Write out all of the data without omission, exactly as shown.
#### Dataset rows
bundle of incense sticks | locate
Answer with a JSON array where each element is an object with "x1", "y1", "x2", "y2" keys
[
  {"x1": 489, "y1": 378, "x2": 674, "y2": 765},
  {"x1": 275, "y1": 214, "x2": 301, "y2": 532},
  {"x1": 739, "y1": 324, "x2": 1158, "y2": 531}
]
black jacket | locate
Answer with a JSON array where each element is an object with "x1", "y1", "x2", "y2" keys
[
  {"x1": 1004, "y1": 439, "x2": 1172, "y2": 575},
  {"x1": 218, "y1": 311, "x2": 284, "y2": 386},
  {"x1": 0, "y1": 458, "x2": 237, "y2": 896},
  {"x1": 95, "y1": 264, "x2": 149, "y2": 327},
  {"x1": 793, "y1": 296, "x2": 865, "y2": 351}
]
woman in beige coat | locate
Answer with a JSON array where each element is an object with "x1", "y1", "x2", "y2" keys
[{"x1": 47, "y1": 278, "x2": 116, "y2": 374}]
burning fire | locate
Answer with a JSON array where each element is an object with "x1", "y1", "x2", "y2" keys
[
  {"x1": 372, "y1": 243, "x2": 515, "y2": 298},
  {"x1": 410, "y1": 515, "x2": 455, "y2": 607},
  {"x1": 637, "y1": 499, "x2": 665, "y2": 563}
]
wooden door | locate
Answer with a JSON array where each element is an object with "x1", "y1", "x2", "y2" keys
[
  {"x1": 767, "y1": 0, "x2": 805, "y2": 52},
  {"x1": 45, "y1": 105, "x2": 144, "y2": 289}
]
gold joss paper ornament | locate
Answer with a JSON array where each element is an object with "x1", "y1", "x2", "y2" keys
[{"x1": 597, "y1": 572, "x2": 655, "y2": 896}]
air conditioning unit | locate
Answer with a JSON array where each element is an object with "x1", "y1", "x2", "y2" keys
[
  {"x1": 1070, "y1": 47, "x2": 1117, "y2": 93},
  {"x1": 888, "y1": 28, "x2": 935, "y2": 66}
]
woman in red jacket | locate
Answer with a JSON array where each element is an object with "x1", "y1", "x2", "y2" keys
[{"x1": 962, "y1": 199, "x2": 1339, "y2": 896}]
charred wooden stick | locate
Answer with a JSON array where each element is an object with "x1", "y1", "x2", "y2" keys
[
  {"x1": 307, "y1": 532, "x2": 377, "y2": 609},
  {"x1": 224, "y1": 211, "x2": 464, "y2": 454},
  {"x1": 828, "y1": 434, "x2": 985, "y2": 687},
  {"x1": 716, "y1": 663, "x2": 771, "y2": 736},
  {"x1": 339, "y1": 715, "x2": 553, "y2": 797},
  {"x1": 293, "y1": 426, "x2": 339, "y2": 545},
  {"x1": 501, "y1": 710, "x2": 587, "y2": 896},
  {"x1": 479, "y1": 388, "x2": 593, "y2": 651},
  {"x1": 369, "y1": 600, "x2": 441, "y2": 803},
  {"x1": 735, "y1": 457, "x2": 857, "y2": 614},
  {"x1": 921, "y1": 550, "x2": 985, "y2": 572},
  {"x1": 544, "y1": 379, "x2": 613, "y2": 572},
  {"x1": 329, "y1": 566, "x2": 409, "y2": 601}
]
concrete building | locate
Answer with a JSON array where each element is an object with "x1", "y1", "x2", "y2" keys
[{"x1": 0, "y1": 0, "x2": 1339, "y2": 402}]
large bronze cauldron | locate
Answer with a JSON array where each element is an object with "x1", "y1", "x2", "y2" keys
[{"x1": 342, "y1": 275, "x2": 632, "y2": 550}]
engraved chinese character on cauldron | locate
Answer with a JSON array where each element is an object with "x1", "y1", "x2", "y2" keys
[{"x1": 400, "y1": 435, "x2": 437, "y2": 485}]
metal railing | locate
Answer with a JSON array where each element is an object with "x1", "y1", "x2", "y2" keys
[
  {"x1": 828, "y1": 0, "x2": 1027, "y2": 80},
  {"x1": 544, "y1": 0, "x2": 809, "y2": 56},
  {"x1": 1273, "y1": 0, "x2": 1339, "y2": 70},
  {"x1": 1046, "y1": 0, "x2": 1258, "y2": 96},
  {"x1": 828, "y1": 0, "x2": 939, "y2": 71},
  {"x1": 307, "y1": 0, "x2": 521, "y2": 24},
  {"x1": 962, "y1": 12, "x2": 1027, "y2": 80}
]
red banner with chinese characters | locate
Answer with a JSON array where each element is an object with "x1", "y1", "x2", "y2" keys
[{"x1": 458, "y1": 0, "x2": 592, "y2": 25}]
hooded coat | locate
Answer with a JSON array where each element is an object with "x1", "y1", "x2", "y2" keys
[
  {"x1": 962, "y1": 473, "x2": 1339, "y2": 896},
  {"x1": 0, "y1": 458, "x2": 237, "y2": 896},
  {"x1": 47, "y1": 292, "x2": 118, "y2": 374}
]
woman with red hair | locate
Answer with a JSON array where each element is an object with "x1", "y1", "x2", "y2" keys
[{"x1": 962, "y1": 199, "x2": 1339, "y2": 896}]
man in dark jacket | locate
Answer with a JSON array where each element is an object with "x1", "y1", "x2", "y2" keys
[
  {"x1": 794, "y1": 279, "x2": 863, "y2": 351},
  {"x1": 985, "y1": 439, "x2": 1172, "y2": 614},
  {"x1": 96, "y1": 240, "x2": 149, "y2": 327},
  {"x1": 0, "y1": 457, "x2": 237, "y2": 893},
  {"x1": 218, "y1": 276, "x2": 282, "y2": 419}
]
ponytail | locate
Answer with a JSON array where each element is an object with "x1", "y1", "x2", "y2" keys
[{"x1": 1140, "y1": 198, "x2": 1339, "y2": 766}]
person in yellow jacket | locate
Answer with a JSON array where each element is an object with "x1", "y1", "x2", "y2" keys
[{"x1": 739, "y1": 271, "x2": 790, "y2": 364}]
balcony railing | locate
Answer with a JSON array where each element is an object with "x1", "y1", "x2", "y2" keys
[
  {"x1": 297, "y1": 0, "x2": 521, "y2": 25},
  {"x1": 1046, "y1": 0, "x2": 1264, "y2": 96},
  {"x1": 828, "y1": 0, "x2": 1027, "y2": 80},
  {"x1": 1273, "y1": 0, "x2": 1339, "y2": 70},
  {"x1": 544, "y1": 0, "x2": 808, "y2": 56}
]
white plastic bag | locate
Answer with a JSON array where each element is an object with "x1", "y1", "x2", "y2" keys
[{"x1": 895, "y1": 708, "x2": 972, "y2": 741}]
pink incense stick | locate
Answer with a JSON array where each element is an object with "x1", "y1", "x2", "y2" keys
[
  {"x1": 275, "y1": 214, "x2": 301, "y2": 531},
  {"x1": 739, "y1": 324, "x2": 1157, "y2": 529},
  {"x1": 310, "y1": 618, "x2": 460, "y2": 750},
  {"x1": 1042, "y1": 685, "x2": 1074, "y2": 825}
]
########
● Exercise answer:
bundle of incense sticks | locate
Answer with a JSON array where each element is an object with "x1", "y1", "x2", "y2" keys
[
  {"x1": 489, "y1": 378, "x2": 674, "y2": 765},
  {"x1": 275, "y1": 214, "x2": 301, "y2": 532},
  {"x1": 739, "y1": 324, "x2": 1158, "y2": 531}
]
black jacket | locate
Answer with a JSON array where each element is an object with "x1", "y1", "x2", "y2" keys
[
  {"x1": 1004, "y1": 439, "x2": 1172, "y2": 575},
  {"x1": 218, "y1": 311, "x2": 284, "y2": 386},
  {"x1": 0, "y1": 458, "x2": 237, "y2": 896},
  {"x1": 95, "y1": 264, "x2": 149, "y2": 327},
  {"x1": 793, "y1": 296, "x2": 865, "y2": 351}
]
woman in beige coat | locate
Answer with a JSON array where each element is an object with "x1", "y1", "x2", "y2" keys
[{"x1": 47, "y1": 278, "x2": 116, "y2": 374}]
burning fire | locate
Answer with a JSON array where each element is an object with "x1", "y1", "x2", "y2" keys
[
  {"x1": 372, "y1": 243, "x2": 515, "y2": 298},
  {"x1": 410, "y1": 515, "x2": 455, "y2": 607},
  {"x1": 637, "y1": 499, "x2": 665, "y2": 563}
]
wooden door | locate
Answer with a JSON array where each element is an object with "x1", "y1", "x2", "y2" keys
[
  {"x1": 767, "y1": 0, "x2": 805, "y2": 52},
  {"x1": 45, "y1": 105, "x2": 144, "y2": 289}
]
gold joss paper ornament | locate
Answer with a JSON array where each element is an object with "x1", "y1", "x2", "y2" keys
[{"x1": 597, "y1": 572, "x2": 655, "y2": 896}]
air conditioning unit | locate
Answer with a JSON array where each element is an object with "x1", "y1", "x2", "y2" keys
[
  {"x1": 1070, "y1": 47, "x2": 1117, "y2": 93},
  {"x1": 888, "y1": 28, "x2": 935, "y2": 66}
]
woman in red jacket | locate
Answer with a JSON array where each element is an object with "x1", "y1", "x2", "y2" keys
[{"x1": 962, "y1": 199, "x2": 1339, "y2": 896}]
charred wooden stick | locate
Answer with a JSON array where each element is an object with "x1", "y1", "x2", "y2" keys
[
  {"x1": 307, "y1": 532, "x2": 377, "y2": 609},
  {"x1": 224, "y1": 211, "x2": 464, "y2": 454},
  {"x1": 828, "y1": 434, "x2": 985, "y2": 687},
  {"x1": 716, "y1": 663, "x2": 771, "y2": 736},
  {"x1": 339, "y1": 715, "x2": 553, "y2": 797},
  {"x1": 293, "y1": 426, "x2": 339, "y2": 545},
  {"x1": 501, "y1": 710, "x2": 587, "y2": 896},
  {"x1": 479, "y1": 388, "x2": 593, "y2": 651},
  {"x1": 369, "y1": 600, "x2": 441, "y2": 803},
  {"x1": 735, "y1": 457, "x2": 857, "y2": 614},
  {"x1": 921, "y1": 550, "x2": 985, "y2": 572},
  {"x1": 544, "y1": 379, "x2": 613, "y2": 572},
  {"x1": 329, "y1": 566, "x2": 409, "y2": 601}
]
concrete building | locate
Answer with a JSON array where each element is an object with "x1", "y1", "x2", "y2" keys
[{"x1": 0, "y1": 0, "x2": 1339, "y2": 402}]
large bronze cauldron | locate
Answer with a JSON array where each element is an object with "x1", "y1", "x2", "y2" keys
[{"x1": 342, "y1": 275, "x2": 632, "y2": 550}]
engraved chinese character on cauldron | locate
Answer with a JSON array where each element is an object with "x1", "y1", "x2", "y2" keys
[{"x1": 400, "y1": 435, "x2": 437, "y2": 485}]
metal railing | locate
Answer with a JSON array where each element is an object with "x1", "y1", "x2", "y2" keys
[
  {"x1": 828, "y1": 0, "x2": 1027, "y2": 80},
  {"x1": 544, "y1": 0, "x2": 809, "y2": 56},
  {"x1": 1273, "y1": 0, "x2": 1339, "y2": 70},
  {"x1": 1046, "y1": 0, "x2": 1258, "y2": 96},
  {"x1": 828, "y1": 0, "x2": 939, "y2": 71},
  {"x1": 307, "y1": 0, "x2": 521, "y2": 24},
  {"x1": 962, "y1": 12, "x2": 1027, "y2": 80}
]
red banner with chinese characters | locate
Answer with a JSON array where each element is an object with "x1", "y1", "x2", "y2" keys
[{"x1": 458, "y1": 0, "x2": 592, "y2": 25}]
hooded coat | locate
Answer with a JSON array where each element is an object with "x1", "y1", "x2", "y2" keys
[
  {"x1": 962, "y1": 473, "x2": 1339, "y2": 896},
  {"x1": 0, "y1": 458, "x2": 237, "y2": 896},
  {"x1": 47, "y1": 292, "x2": 118, "y2": 374}
]
woman with red hair | locate
Answer with a JSON array where each element is an object with "x1", "y1", "x2", "y2" keys
[{"x1": 962, "y1": 199, "x2": 1339, "y2": 896}]
man in dark jacket | locate
Answer with a JSON array where each element is an object with "x1", "y1", "x2", "y2" keys
[
  {"x1": 794, "y1": 279, "x2": 863, "y2": 351},
  {"x1": 985, "y1": 439, "x2": 1172, "y2": 614},
  {"x1": 96, "y1": 240, "x2": 149, "y2": 327},
  {"x1": 0, "y1": 457, "x2": 237, "y2": 893},
  {"x1": 218, "y1": 276, "x2": 282, "y2": 419}
]
ponytail | locate
Answer with a JSON array where each element is an object with "x1", "y1", "x2", "y2" keys
[{"x1": 1140, "y1": 198, "x2": 1339, "y2": 766}]
person in yellow jacket | locate
Answer with a JSON array where each element is an object with "x1", "y1", "x2", "y2" keys
[{"x1": 739, "y1": 271, "x2": 790, "y2": 364}]
balcony railing | locate
Answer with a JSON array where each element is an object with "x1", "y1", "x2", "y2" keys
[
  {"x1": 297, "y1": 0, "x2": 521, "y2": 25},
  {"x1": 1046, "y1": 0, "x2": 1264, "y2": 96},
  {"x1": 828, "y1": 0, "x2": 1027, "y2": 80},
  {"x1": 1273, "y1": 0, "x2": 1339, "y2": 70},
  {"x1": 544, "y1": 0, "x2": 808, "y2": 56}
]
white plastic bag | locate
Answer with a JSON array where each element is an object with "x1", "y1", "x2", "y2" keys
[{"x1": 895, "y1": 708, "x2": 972, "y2": 741}]
pink incense stick | locate
Answer with a JSON array where each element is an object with "x1", "y1", "x2", "y2" keys
[
  {"x1": 275, "y1": 214, "x2": 301, "y2": 531},
  {"x1": 739, "y1": 324, "x2": 1157, "y2": 529},
  {"x1": 310, "y1": 618, "x2": 460, "y2": 750},
  {"x1": 1042, "y1": 685, "x2": 1074, "y2": 825}
]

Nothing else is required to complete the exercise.